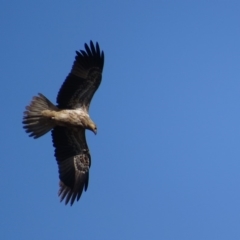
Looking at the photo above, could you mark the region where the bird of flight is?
[23,41,104,205]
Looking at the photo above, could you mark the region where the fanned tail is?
[23,93,58,138]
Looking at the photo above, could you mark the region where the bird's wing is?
[57,41,104,110]
[52,126,91,205]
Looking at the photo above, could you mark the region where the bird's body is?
[23,41,104,205]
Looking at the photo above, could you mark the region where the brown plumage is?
[23,41,104,205]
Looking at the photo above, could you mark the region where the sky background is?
[0,0,240,240]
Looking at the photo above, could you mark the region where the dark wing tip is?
[58,181,86,206]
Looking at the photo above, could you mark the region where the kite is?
[23,41,104,205]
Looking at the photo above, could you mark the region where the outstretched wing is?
[57,41,104,110]
[52,126,91,205]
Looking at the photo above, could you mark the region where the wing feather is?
[57,41,104,110]
[52,126,91,205]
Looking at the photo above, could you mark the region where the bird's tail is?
[23,93,58,138]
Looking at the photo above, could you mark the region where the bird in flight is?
[23,41,104,205]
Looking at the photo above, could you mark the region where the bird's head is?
[88,122,97,135]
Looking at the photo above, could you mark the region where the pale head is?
[87,121,97,134]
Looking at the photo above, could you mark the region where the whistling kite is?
[23,41,104,205]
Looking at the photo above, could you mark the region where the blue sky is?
[0,0,240,240]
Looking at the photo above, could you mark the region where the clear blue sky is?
[0,0,240,240]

• Goal
Copy every line of the listing above word for word, but omit the picture.

• Solution
Looking at the photo above, could you mark the region where the bird of flight is?
[23,41,104,205]
Looking at the photo above, could you mark the region where the fanned tail is?
[23,93,58,138]
Looking at the photo above, could you mark the region where the bird's wing is?
[57,41,104,110]
[52,126,91,205]
Looking at the photo above, could you mark the region where the bird's body is?
[23,41,104,205]
Looking at the photo above, could you mark the region where the brown plumage is?
[23,41,104,205]
Looking at the photo above, could you mark the region where the sky background is?
[0,0,240,240]
Looking at the photo above, could you mark the region where the dark wing tip is?
[58,181,86,206]
Looking at the photo above, could you mark the region where the kite is?
[23,41,104,205]
Looking at the photo above, could you mark the region where the outstretched wing is?
[57,41,104,110]
[52,126,91,205]
Looking at the photo above, could you mark the region where the wing feather is?
[57,41,104,110]
[52,126,91,205]
Looking at the photo above, could you mark the region where the bird's tail is?
[23,93,58,138]
Looking at the photo above, could you mark the region where the bird in flight is?
[23,41,104,205]
Looking at the photo above, could you mark the region where the bird's head is?
[88,122,97,135]
Looking at the photo above, could you mark the region where the pale head is?
[87,121,97,134]
Looking at the photo above, could you mark the region where the whistling kite is?
[23,41,104,205]
Looking at the photo above, could you mark the region where the blue sky is?
[0,0,240,240]
Looking at the photo above, could you mark the region where the clear blue sky is?
[0,0,240,240]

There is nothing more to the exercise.